--- Start ---

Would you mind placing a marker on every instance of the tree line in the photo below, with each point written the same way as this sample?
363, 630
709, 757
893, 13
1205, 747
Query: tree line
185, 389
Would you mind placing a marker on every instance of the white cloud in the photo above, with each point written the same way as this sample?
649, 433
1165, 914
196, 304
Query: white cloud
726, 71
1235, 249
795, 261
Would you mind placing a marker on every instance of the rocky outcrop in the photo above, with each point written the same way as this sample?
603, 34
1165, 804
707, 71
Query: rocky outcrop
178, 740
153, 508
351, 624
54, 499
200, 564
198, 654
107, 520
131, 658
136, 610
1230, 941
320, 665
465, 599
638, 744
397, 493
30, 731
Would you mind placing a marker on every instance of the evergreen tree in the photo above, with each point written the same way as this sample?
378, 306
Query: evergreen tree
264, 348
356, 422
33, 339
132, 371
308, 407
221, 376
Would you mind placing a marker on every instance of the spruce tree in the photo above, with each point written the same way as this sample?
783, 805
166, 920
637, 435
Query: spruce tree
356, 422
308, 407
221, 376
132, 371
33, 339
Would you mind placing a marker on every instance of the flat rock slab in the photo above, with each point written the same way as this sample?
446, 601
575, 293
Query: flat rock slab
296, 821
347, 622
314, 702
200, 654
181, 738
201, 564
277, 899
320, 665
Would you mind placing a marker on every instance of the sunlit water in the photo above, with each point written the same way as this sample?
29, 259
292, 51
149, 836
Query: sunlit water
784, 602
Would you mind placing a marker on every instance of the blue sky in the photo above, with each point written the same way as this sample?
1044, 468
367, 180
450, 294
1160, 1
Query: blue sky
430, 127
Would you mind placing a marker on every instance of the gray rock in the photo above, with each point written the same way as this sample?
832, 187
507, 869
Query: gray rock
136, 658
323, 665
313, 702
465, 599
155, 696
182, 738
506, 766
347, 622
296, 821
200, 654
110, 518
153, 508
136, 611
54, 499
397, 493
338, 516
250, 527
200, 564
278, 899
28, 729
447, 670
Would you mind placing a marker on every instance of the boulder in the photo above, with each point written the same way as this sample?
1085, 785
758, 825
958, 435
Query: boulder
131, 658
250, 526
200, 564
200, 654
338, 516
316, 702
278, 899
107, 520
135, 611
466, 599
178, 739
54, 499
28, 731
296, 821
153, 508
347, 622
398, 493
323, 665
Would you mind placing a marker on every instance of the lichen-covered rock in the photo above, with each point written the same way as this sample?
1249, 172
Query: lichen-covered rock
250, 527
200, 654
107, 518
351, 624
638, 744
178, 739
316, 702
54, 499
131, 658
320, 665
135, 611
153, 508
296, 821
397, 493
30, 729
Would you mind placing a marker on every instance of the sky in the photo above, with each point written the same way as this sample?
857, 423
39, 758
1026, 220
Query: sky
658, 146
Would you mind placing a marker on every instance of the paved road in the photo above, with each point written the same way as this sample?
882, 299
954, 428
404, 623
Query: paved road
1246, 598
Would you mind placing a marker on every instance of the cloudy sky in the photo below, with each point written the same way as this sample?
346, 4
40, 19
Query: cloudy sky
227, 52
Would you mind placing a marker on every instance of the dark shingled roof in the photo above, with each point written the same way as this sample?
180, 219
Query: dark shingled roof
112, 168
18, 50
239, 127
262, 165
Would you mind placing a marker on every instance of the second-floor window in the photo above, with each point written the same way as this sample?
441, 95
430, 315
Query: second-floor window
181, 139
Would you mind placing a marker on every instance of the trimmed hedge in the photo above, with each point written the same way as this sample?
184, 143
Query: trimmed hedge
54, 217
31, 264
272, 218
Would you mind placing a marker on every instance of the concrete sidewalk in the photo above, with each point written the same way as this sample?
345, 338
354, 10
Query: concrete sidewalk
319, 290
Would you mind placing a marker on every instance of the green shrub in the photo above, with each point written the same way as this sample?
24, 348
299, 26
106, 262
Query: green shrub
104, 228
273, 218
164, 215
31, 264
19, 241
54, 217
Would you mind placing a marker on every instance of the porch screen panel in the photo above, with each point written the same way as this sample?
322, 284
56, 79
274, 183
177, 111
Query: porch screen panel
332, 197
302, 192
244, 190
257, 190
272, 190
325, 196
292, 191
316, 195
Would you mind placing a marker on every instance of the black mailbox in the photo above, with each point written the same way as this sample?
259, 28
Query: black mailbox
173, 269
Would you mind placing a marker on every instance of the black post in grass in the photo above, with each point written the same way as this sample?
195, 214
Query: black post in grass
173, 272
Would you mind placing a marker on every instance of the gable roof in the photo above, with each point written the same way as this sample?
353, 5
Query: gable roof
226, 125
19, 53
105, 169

--- End ---

• _Aim of the task_
Copy all of the data exactly.

• _Solution below_
Would you mind placing a marker on every instance of the tree line in the photo below, with each point written the same way as this sample?
363, 630
709, 757
893, 13
1205, 747
Query: tree line
185, 389
Would you mind placing a marker on every instance of the white cloud in the photo above, with each point written the same way as this sample?
649, 433
1165, 914
196, 304
Query: white cloud
726, 71
1235, 249
795, 261
Would you mind placing a marker on every instance of the rocky outcrop in the photo above, with each point written the same way as this sample?
603, 34
1165, 804
707, 71
Query: rocky outcrop
178, 740
153, 508
351, 624
54, 499
200, 564
198, 654
107, 520
131, 658
136, 610
1230, 941
320, 665
465, 599
638, 744
397, 493
30, 731
Would you mind placing a marker on every instance of the evergreen tree in the photo above, with each point written the same way as this sample?
378, 306
Query: evergreen tree
264, 348
356, 422
33, 339
132, 371
308, 407
221, 376
Would you mind placing a marker on every instance of the spruce tree in the photo above, with each point written the same way as this sample?
783, 805
166, 920
637, 435
Query: spruce tree
356, 422
308, 407
221, 376
132, 371
33, 339
Would you mind placing a marker on every instance of the flat rock slab in the photo above, with each point written the same way as this sample?
446, 601
575, 293
Query: flat rock slab
296, 821
347, 622
314, 702
200, 654
181, 738
201, 564
277, 899
320, 665
Would you mind placing a marker on every instance of the sunlit water in the photo above, with each point written the same way as this sample?
29, 259
292, 51
149, 836
Query: sunlit water
784, 602
Would you mind placing a marker on every instance of the blue sky in the photo above, with each point written the same way as this sample?
1044, 468
367, 180
450, 294
1160, 1
Query: blue sky
430, 127
Would you mind placing a marker on every instance of the gray rock in the photo above, with each point written the same way as this sample?
832, 187
507, 869
Query: gray rock
136, 658
323, 665
313, 702
465, 599
155, 696
182, 738
506, 766
347, 622
296, 821
200, 654
110, 518
153, 508
136, 611
54, 499
397, 493
338, 516
250, 527
200, 564
278, 899
28, 729
447, 670
Would you mind placing a marker on every instance of the boulder in the photo above, with each point written the same way as this sample?
1085, 785
758, 825
958, 435
Query: boulder
131, 658
250, 526
200, 564
200, 654
338, 516
316, 702
278, 899
107, 520
135, 611
466, 599
178, 739
54, 499
28, 731
296, 821
153, 508
347, 622
398, 493
323, 665
Would you mind placing a marker on every instance of the lichen-covered rock in the photo above, with each point written the same way as this sample?
1249, 172
Query: lichen-covered rock
250, 527
200, 654
107, 518
351, 624
638, 744
178, 739
316, 702
54, 499
131, 658
320, 665
135, 611
153, 508
296, 821
397, 493
30, 729
Would you mind placing a marker on every instance of the sky in the photo above, with each point written the same way as this sample?
857, 423
39, 758
1026, 220
Query: sky
658, 146
Would you mind placing a marker on every instance of the paved road in the photo above, with each point written the same way as this sample?
882, 299
954, 428
404, 623
Query: paved road
1246, 598
Would you mind placing a marker on every instance of the cloudy sky in the photo below, with each point written the same way as this sample?
346, 4
40, 19
Query: cloudy sky
227, 52
Would you mind placing a marker on every instance of the dark shingled roof in the photo above, with each point written the same way as this sample?
180, 219
Query: dark shingled roof
112, 168
18, 50
239, 127
262, 165
Would you mind placing a marker on every instance of the second-floor window in the photo above, with each point written the same way as this sample?
441, 95
430, 315
Query: second-floor window
181, 139
Would you mind placing a marker on every instance of the trimmed hedge in the photo above, with each point written the same way as this sample?
184, 143
Query: trimmed hedge
54, 217
31, 264
272, 218
Would you mind placing a marker on every instance of the concrete sidewalk in the photo above, with each point written the same way as this sample?
345, 338
354, 10
Query: concrete sidewalk
319, 290
Would you mind placing a marker on every instance of the green shrub in the photo above, with each point written the same way as this sample?
24, 348
299, 26
106, 262
Query: green shrub
104, 228
273, 218
164, 215
31, 264
19, 241
54, 217
Would you mind placing a marker on every instance of the porch screen panel in the photo above, with each point written the same way as this sample?
322, 284
56, 79
274, 183
177, 111
Query: porch screen panel
332, 197
302, 192
244, 190
257, 190
272, 190
325, 196
292, 191
316, 195
Would you mind placing a marker on every instance of the black mailbox in the photo above, with each point written the same way as this sample?
259, 28
Query: black mailbox
173, 269
Would you mind placing a marker on every instance of the black post in grass in the photo above, with each point written the same way as this sample?
195, 214
Query: black post in grass
173, 272
Would you mind placing a marker on every instance of the gable roof in the photo above, with each point written the same way as this sample?
353, 5
Query: gable roof
226, 125
19, 53
105, 169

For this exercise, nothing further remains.